Short exercise |
Edit the data below so that every "stainless steel" becomes "brushed steel", leaving all other text unchanged.

Data lines
---

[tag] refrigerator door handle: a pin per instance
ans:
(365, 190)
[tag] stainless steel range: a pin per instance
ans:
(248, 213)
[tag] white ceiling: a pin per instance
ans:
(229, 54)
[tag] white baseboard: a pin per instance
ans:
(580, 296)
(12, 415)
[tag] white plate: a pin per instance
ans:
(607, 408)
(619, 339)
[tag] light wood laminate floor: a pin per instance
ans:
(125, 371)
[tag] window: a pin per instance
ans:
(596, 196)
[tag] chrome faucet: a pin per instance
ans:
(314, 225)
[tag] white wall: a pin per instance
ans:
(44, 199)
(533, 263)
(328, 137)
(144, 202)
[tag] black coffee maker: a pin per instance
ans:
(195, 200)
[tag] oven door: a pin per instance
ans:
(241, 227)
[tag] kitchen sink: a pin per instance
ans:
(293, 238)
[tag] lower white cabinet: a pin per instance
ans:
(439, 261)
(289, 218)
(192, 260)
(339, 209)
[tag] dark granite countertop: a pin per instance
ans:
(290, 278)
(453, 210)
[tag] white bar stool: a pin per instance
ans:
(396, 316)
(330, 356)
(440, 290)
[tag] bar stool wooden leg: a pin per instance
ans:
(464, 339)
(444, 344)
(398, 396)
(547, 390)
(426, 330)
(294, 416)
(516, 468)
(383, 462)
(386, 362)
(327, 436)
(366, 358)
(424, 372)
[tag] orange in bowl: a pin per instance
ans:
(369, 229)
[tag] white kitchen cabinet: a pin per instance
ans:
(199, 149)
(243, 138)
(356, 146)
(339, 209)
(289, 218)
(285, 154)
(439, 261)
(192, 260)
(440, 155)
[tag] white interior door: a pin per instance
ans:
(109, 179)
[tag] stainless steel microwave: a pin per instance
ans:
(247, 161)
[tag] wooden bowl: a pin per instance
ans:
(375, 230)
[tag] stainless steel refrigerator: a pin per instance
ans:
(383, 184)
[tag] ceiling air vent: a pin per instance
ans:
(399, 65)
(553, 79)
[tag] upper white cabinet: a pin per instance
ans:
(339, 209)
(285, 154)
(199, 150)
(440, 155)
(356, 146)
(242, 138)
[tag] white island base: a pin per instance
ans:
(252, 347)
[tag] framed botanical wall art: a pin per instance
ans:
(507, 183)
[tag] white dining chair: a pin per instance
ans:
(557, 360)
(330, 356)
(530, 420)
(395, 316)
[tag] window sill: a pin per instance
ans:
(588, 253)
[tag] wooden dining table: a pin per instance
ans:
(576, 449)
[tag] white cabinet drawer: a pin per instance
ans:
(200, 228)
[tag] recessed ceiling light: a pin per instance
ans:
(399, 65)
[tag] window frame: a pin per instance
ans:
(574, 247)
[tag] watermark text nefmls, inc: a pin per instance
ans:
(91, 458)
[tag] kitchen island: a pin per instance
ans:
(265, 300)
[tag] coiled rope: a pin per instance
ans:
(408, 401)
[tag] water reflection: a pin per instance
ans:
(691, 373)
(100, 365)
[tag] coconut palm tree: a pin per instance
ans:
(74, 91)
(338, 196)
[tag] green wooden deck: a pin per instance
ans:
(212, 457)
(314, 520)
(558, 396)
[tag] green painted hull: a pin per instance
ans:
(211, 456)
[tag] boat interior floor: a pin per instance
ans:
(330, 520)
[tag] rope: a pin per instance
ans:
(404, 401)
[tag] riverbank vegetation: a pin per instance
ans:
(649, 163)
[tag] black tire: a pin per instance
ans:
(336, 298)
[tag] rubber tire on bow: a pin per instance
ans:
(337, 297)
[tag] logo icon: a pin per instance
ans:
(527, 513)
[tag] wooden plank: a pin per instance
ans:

---

Answer in full |
[tag] refrigerator door handle: a pin per instance
ans:
(365, 190)
[tag] brushed steel range: a pin per instance
ans:
(248, 213)
[tag] white ceiling: a pin per instance
ans:
(229, 54)
[tag] white baseboard: a pin per instance
ans:
(580, 296)
(12, 415)
[tag] white plate: a pin per instance
ans:
(607, 408)
(619, 339)
[tag] light wood laminate floor: a pin per instance
ans:
(125, 371)
[tag] window: a pin per instance
ans:
(596, 196)
[tag] chrome faucet: a pin per instance
ans:
(314, 225)
[tag] white wall: a pin per instance
ans:
(44, 199)
(533, 263)
(328, 137)
(144, 202)
[tag] black coffee maker: a pin per instance
ans:
(195, 200)
[tag] oven door: a pin per instance
ans:
(241, 227)
[tag] kitchen sink: a pin per instance
ans:
(293, 238)
[tag] lower white cabinet: a pin per instance
ans:
(439, 261)
(289, 218)
(192, 260)
(339, 209)
[tag] dark granite countertop: a pin per instance
ans:
(290, 278)
(453, 210)
[tag] white bar stool: a pin per instance
ans:
(396, 316)
(330, 356)
(440, 290)
[tag] bar stool wooden leg: a pin per instance
ans:
(464, 339)
(444, 344)
(398, 396)
(547, 390)
(426, 330)
(294, 416)
(516, 468)
(383, 462)
(386, 362)
(327, 436)
(366, 358)
(424, 372)
[tag] orange in bowl: a pin per instance
ans:
(369, 229)
[tag] white kitchen cabinet: a pin per instance
ans:
(199, 149)
(243, 138)
(356, 146)
(339, 209)
(289, 218)
(285, 154)
(439, 261)
(192, 260)
(440, 155)
[tag] white interior door: a pin per instance
ans:
(109, 179)
[tag] brushed steel microwave: a pin per instance
ans:
(247, 161)
[tag] wooden bowl: a pin per instance
ans:
(375, 230)
[tag] brushed steel refrigerator: a pin per instance
ans:
(383, 184)
[tag] ceiling air vent: a pin per instance
ans:
(399, 65)
(553, 79)
[tag] upper white cabinet: a pin per instance
ans:
(339, 209)
(285, 154)
(199, 150)
(440, 155)
(356, 146)
(242, 138)
[tag] white island base: a pin per instance
ans:
(252, 347)
[tag] framed botanical wall art: a pin per instance
ans:
(507, 183)
[tag] white dining chair: a pin per instance
ans:
(557, 360)
(330, 356)
(530, 420)
(395, 316)
[tag] window sill: a pin per instance
ans:
(588, 253)
[tag] wooden dining table: a pin per instance
ans:
(576, 449)
[tag] white cabinet drawer: a pin per instance
ans:
(200, 228)
[tag] recessed ceiling light: a pin per instance
ans:
(399, 65)
[tag] window frame: a pin per instance
ans:
(574, 247)
[tag] watermark text nefmls, inc: a pin per instance
ans:
(91, 458)
[tag] kitchen island: a pin per instance
ans:
(265, 300)
[tag] coiled rope: a pin per instance
ans:
(408, 401)
[tag] water reflection: a pin per instance
ans:
(691, 373)
(100, 365)
[tag] coconut palm tree: a pin per instance
ans:
(74, 91)
(338, 196)
[tag] green wooden deck: a pin per instance
ans:
(212, 457)
(314, 520)
(558, 396)
[tag] green painted hull: a pin per instance
ans:
(211, 456)
[tag] boat interior floor: a pin per instance
ans:
(330, 520)
[tag] rope: a pin per instance
ans:
(404, 401)
[tag] riverbank vegetation: a pin per instance
ans:
(649, 163)
[tag] black tire: a pin per instance
ans:
(336, 298)
[tag] rubber tire on bow: a pin per instance
ans:
(337, 297)
[tag] logo icon: a pin per instance
ans:
(527, 513)
[tag] wooden plank: a pin per instance
ans:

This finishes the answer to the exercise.